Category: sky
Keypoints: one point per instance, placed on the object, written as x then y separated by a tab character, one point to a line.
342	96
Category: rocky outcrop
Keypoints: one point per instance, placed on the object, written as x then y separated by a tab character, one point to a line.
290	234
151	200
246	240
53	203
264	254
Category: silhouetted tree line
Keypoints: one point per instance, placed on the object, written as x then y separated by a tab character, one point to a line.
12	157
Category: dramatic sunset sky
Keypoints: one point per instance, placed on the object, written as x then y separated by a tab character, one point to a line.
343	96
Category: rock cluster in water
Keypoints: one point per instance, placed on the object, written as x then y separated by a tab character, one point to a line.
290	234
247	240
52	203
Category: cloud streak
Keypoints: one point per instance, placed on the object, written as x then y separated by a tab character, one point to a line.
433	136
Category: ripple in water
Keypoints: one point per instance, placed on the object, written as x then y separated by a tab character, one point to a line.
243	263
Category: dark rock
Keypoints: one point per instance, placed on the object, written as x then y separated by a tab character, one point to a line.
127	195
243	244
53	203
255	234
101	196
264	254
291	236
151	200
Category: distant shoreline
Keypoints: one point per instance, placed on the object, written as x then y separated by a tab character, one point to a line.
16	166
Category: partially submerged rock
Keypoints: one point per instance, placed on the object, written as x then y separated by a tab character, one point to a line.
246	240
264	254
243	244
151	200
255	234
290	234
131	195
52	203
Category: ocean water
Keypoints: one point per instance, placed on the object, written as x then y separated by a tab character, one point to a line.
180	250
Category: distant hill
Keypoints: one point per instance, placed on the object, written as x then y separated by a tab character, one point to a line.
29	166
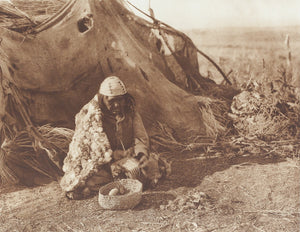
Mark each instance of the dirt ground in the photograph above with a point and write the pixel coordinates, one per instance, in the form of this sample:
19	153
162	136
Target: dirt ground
201	194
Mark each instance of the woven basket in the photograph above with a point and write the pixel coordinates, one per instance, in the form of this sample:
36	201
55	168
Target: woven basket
132	196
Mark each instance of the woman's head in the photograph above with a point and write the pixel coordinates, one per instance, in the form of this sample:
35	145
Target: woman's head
114	96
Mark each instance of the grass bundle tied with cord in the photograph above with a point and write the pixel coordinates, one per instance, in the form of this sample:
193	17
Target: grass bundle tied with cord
24	152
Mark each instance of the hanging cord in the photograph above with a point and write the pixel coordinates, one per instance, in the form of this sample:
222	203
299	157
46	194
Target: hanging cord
185	37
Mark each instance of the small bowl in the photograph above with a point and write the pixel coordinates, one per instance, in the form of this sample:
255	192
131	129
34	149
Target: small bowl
133	195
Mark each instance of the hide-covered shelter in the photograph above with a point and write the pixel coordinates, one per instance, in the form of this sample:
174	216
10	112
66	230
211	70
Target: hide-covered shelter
49	70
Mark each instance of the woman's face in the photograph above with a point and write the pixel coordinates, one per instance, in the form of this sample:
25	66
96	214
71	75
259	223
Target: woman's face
116	105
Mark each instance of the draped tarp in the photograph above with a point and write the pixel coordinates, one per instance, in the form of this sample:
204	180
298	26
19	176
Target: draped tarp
58	66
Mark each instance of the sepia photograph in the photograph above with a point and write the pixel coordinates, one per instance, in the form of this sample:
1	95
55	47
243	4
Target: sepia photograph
149	116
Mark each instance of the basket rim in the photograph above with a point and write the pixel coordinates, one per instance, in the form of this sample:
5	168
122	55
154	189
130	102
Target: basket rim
113	183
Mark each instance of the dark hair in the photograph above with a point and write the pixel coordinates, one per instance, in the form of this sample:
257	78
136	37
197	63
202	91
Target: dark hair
129	99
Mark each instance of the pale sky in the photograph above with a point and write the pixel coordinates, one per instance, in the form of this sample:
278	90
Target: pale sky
187	14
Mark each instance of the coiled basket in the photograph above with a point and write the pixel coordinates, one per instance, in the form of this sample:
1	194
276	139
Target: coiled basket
133	195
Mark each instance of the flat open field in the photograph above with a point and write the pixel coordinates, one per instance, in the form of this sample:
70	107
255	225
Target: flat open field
203	194
255	53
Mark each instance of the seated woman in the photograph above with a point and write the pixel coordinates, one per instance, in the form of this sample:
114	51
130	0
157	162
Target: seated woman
109	131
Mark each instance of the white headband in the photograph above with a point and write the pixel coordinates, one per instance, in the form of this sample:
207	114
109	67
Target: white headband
112	86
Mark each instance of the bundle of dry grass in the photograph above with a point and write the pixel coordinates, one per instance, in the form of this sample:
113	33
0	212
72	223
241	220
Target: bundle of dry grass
24	158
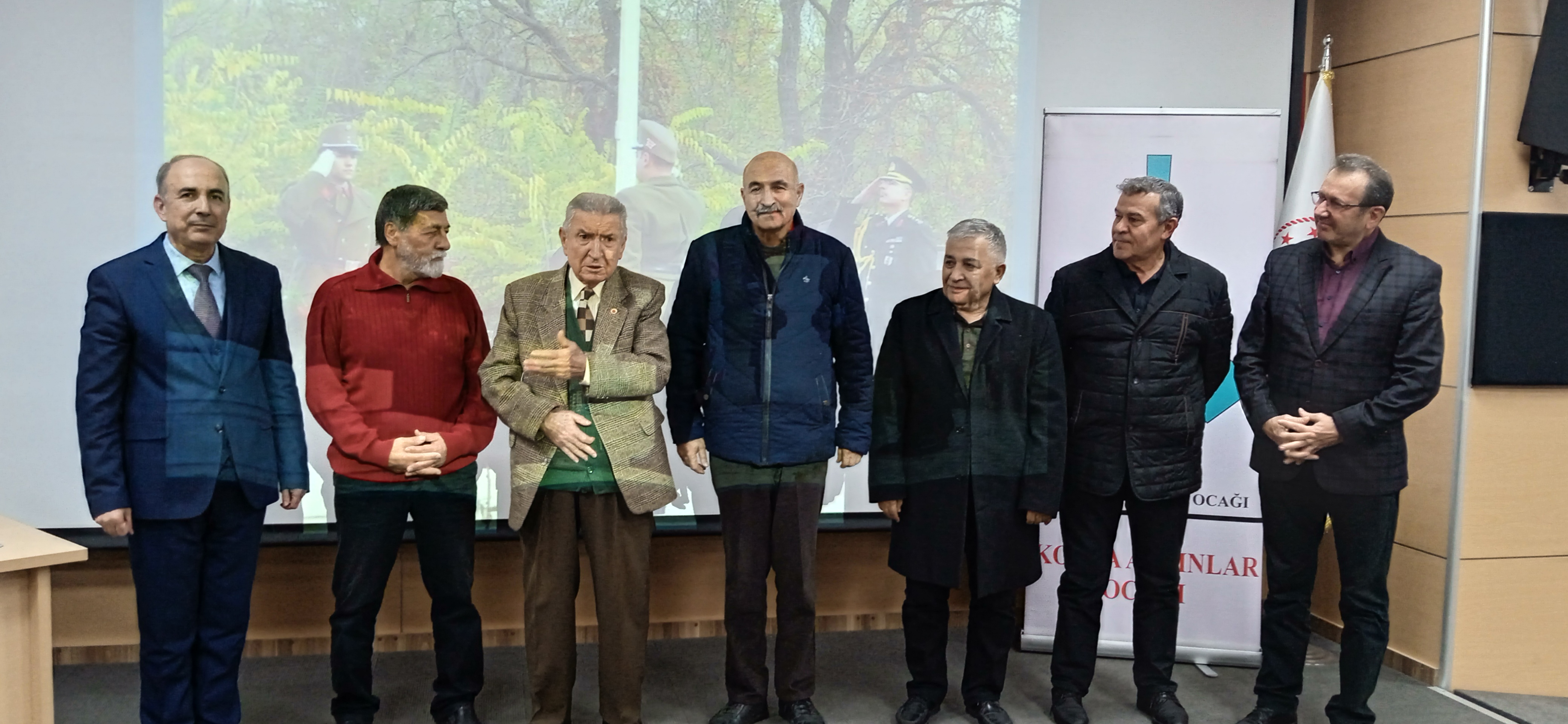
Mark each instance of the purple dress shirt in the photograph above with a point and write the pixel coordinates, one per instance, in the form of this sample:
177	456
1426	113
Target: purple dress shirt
1335	284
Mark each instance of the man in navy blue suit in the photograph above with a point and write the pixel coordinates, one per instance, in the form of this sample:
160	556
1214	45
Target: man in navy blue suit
189	416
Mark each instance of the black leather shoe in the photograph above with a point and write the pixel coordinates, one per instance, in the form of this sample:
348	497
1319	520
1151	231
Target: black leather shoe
1069	709
800	712
1269	717
463	713
1164	709
916	710
988	713
741	713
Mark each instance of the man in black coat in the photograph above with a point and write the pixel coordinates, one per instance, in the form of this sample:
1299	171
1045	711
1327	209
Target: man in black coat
1343	344
968	419
1145	337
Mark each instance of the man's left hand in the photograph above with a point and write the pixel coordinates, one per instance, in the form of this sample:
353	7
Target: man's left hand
1304	439
291	497
565	363
432	468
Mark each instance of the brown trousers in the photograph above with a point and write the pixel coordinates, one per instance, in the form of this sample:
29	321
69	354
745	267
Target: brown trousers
619	543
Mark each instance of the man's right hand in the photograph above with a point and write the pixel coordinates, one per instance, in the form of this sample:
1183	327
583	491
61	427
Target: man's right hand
402	457
564	428
115	522
694	454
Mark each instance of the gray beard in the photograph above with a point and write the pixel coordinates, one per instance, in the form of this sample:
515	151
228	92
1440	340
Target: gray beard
423	267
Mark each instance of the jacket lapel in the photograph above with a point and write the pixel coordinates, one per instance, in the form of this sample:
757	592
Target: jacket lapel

§ What needs to be done: Using the listing, collect all lines in which the string "lapel" is found.

§ Task answer:
Mark each instance of the jacket lapel in the photograph above with a point and write the pixel coordinates, one per instance, in the form of this sample:
Target: jacket lapel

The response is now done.